-- Document segment --
[Start of section]

Oh dear. That is a long one. It was a few things, and not exactly one point though some of it is subjective I suppose.
First off a lot of TRA’s are very liberal and often also preach the concept of cultural appropriation. I am an animist as I mentioned previously and believe the earth has a spirit so I tend to go to a lot of pagan/witchy/native american shops for supplies.
And I once got a very good telling off for appropriating culture for buying things like sage, or wearing certain outfits. It didn’t sit right with me but I was afraid of that making me a terrible privileged racist white woman if I didn’t accept it unquestionably.
I went to my usual shop that is own by a card holding Cherokee family that I am friends with.
I decided to skip the some items that I was told by redditors that is now banned for us white pepper because otherwise we are stealing native american culture. My friend noticed I was buying less things than usual and commented on it. I nervously explained to her my concerns.
She said this
“Things are not that black and white. First who are these people on reddit? Are they white? Do they speak on our behalf? We native americans do not all think the same. Second many of us make our living off of these shops that sell handmade items that are symbolic of our culture. If all white people stopped buying it then we would go out of business and lose our primary source of income. In that respect many of us are harmed. I’m that way their attitudes are harming us. In Hawaii many have similar shops and tourist spots based on their culture. Should they suffer for this utopian view point?”
I agreed with her but hate to admit I still caved to the internet’s demands and slowly stopped shopping there for years. But her words always stuck with me.
There was also the time I started hanging out with some trans and nonbinary people. I noticed the nonbinary people often expressed very similar to their birth sex. I had a friend who was a transwoman but she had a very subtly patronizing way of speaking to me that I just can’t express in words. Nothing she said on paper was wrong in any way. Really it was just a feeling of I am being honest. Actually that was the problem. She always said all the right things. The only word that describes it was she was being insincere and I could sense that about her. We would invite her to girls night outs for drinks and the girls and I would talk about things like sex and periods and pregnancy and we could sense that she was very uncomfortable with these conversations or would try to join in as a weird sort of third wheel or talk about her boobs but it was awkward. We all felt it. So we eventually started avoiding the topics for her sake and the group slowly fell apart. There was also the frustrating policing of topics and language which we all put up with it but I think I started to resent it a little bit. Everything was not about us girls having girl fun anymore. It slowly shifted to lgbt+ topics and this persons feelings. There was a quiet shift and the group eventually fell apart.

[End of section]

-- Data --

[Start of section]

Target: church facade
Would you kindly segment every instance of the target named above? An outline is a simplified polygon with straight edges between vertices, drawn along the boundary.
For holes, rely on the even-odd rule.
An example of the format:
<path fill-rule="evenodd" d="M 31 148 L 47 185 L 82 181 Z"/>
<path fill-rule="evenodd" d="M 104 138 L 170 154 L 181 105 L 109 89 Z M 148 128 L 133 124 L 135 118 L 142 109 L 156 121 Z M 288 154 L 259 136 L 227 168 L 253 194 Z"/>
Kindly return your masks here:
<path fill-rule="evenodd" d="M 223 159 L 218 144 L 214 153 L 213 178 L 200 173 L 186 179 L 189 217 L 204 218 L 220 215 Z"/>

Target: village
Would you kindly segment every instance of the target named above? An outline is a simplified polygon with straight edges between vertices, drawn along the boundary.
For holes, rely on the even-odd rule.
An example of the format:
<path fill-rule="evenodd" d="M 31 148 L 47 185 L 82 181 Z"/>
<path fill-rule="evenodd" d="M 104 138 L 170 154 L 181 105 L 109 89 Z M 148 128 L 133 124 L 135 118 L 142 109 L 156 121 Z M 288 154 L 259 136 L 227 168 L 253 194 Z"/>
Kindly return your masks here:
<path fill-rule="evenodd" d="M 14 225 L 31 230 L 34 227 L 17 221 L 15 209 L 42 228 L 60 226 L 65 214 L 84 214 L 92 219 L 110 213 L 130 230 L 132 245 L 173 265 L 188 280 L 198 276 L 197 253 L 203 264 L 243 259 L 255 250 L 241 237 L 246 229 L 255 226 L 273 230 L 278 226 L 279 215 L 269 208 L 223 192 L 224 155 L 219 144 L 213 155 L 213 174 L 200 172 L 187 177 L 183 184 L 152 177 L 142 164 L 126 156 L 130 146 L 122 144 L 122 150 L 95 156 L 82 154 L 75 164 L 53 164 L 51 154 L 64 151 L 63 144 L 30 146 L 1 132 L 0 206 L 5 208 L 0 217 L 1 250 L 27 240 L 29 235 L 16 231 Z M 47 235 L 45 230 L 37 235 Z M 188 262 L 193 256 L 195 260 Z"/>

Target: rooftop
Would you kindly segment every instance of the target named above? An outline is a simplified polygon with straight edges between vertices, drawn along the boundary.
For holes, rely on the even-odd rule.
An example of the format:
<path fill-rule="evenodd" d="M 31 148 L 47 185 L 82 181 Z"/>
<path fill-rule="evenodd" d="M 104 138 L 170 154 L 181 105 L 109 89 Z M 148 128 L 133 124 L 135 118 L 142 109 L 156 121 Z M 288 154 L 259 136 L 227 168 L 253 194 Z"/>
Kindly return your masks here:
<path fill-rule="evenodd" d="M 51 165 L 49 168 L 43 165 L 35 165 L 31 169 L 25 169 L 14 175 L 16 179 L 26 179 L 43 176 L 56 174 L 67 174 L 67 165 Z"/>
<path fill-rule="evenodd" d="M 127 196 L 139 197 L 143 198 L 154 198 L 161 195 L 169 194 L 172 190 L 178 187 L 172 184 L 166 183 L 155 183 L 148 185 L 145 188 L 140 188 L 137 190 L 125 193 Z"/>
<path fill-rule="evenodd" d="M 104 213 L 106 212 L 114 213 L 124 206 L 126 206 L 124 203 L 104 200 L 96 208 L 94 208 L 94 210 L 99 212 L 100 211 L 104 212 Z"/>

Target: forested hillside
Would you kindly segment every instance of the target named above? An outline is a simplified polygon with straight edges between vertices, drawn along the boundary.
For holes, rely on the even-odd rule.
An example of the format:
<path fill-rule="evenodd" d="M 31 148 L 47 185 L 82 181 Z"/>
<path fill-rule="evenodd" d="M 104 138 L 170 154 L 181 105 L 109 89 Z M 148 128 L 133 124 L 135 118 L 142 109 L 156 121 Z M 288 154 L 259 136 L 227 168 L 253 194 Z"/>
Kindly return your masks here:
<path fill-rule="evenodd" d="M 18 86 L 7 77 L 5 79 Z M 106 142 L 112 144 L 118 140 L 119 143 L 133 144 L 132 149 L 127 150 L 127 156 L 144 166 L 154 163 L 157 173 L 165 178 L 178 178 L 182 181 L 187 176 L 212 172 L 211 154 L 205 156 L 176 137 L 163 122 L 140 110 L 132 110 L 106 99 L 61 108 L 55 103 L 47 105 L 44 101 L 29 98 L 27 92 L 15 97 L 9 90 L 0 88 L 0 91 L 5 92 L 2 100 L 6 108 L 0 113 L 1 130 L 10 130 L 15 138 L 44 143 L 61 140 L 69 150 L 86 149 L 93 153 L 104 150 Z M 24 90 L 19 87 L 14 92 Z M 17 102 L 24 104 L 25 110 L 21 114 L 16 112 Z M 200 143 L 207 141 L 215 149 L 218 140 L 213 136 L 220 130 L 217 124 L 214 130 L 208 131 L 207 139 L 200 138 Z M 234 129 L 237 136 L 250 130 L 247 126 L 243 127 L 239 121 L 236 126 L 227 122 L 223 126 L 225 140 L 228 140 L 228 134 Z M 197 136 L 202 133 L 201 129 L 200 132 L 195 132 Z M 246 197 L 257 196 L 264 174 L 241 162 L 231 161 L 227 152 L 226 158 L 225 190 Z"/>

[End of section]

-- Work task 1 --
Write out the stretch of the personal account from "And I once got" through "accept it unquestionably.".
-- Work task 2 --
In the personal account, who owned the shop the writer usually visited?
-- Work task 3 --
Give what follows the last sentence of the personal account.
The lines are not required for anything that follows.

-- Task response 1 --
And I once got a very good telling off for appropriating culture for buying things like sage, or wearing certain outfits. It didn’t sit right with me but I was afraid of that making me a terrible privileged racist white woman if I didn’t accept it unquestionably.

-- Task response 2 --
A card-holding Cherokee family with whom the writer was friends.

-- Task response 3 --
When I got married she started talking down to me and when I was pregnant she stopped talking to me without explanation. I was told that I should accept the fact that my pregnancy made her uncomfortable and simply move on.
Then I had midwives call me a birthing person and ask for my pronouns and I actually hated it. I didn’t just hate it I LOATHED IT.
I had a friend ask me if I was going to assign my child female at birth like one of those lame straight cis white people? Or do the right thing and make her a theyby? A theyby is a gender neutral baby if you didn’t know. This hit me really hard because now it’s not about me or other adults anymore about my kid.
During my pregnancy I discovered that Chloe Cole existed. And for years my friends were telling me that minors weren’t being medically transitioned. I realized I was not only lied to but when I raised the issue they got angry at me and started justifying it which frustrated me.
I distance myself from them after that. I was never in support of medical transition of children. I was fine with puberty blockers only because at the time I thought they were harmless. I now know that is also incorrect. But never okay with cross sex hormones or surgeries.
With Chloe Cole everything really started to fall apart for me I think because I knew I had been lied to and that opened the gate up to “Well if they lied about that what else was I lied about too?”
Then I found out my niece was being bullied for being half mexican half white. Not not for her mexican side she was bullied for her white side and her very white appearance. She’s blonde and blue eyed you see. She was told she could not wear a sumbrero for her birthday because she was stealing mexican culture. She was being harassed by a mexican boy. She told him to stop and he said “What are you going to do? Steal my rights white girl?” right in front of the teachers parents and me. Everyone was physically uncomfortable and didn’t want to say anything. We just grabbed her hand and walked away. Her mother had a talk with the school later about it. There was also an incident where the kids told her if she holds a quinceanera they would not attend because she is too white and that seemed to break her and she stopped speaking spanish or bringing up her heritage because of it. It stayed with me.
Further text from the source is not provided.